§ **PAGE EXCERPT**
:::

Deposits of Strains Useful in Practicing the Invention 

A deposit of biologically pure cultures of the following strains was made with 
the American Type Culture Collection, 10801 University Boulevard, Manassas, VA. 
The accession number indicated was assigned after successful viability testing, and 
the requisite fees were paid, made under the provisions of the Budapest Treaty on the 
International Recognition of the Deposit of Microorganisms for the Purpose of Patent 
Procedure and the Regulations thereunder (Budapest Treaty). This assures 
maintenance of viable cultures for a period of thirty (30) years from the date of 
deposit. The organisms will be made available by the ATCC under the terms of the 
Budapest Treaty, which assures permanent and unrestricted availability of the progeny 
to one determined by the U.S. Commissioner of Patents and Trademarks to be entitled 
thereto according to 35 U.S.C. §122 and the Commissioner's rules pursuant thereto 
(including 37 C.F.R. §1.12 with particular reference to 886 OG 638). Upon the 
granting of a patent, all restrictions on the availability to the public of the deposited 
cultures will be irrevocably removed.

:::

§ **DATA PROVIDED**
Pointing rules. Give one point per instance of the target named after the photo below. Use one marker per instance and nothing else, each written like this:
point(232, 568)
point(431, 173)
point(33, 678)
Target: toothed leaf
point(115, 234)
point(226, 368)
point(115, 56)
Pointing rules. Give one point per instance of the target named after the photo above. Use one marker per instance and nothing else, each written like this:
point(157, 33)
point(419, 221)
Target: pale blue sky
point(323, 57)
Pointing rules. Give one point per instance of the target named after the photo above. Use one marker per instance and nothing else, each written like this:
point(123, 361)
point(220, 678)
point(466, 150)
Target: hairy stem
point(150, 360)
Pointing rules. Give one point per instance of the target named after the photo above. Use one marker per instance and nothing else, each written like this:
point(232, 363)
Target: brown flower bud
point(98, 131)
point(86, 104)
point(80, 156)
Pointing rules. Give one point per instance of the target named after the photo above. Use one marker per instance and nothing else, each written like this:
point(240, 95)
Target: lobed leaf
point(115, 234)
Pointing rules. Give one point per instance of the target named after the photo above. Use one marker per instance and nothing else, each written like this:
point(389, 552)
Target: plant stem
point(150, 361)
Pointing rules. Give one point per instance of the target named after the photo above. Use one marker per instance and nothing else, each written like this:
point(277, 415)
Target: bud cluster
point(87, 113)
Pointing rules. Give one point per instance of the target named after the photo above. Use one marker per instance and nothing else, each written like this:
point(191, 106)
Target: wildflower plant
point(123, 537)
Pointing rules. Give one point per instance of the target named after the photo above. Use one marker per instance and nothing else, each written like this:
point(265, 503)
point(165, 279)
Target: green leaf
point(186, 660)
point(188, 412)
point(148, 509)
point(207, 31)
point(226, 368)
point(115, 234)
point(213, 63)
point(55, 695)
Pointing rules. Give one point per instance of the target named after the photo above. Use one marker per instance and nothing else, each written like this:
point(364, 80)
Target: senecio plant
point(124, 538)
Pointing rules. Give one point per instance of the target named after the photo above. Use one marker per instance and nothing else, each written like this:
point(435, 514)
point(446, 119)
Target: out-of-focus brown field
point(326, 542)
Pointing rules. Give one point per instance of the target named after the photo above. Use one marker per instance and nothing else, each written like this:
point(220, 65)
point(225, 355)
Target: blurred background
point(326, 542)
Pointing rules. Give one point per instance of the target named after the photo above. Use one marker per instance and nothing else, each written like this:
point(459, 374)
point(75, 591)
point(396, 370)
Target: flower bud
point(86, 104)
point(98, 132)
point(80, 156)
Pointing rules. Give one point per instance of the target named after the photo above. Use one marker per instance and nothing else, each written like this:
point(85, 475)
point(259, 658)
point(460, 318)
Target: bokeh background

:::

§ **DIRECTIONS**
Copy out the strain deposit passage, everything from "Deposits of Strains" down to "Boulevard, Manassas, VA.".

§ **COMPLETED EXERCISE**
Deposits of Strains Useful in Practicing the Invention 

A deposit of biologically pure cultures of the following strains was made with 
the American Type Culture Collection, 10801 University Boulevard, Manassas, VA.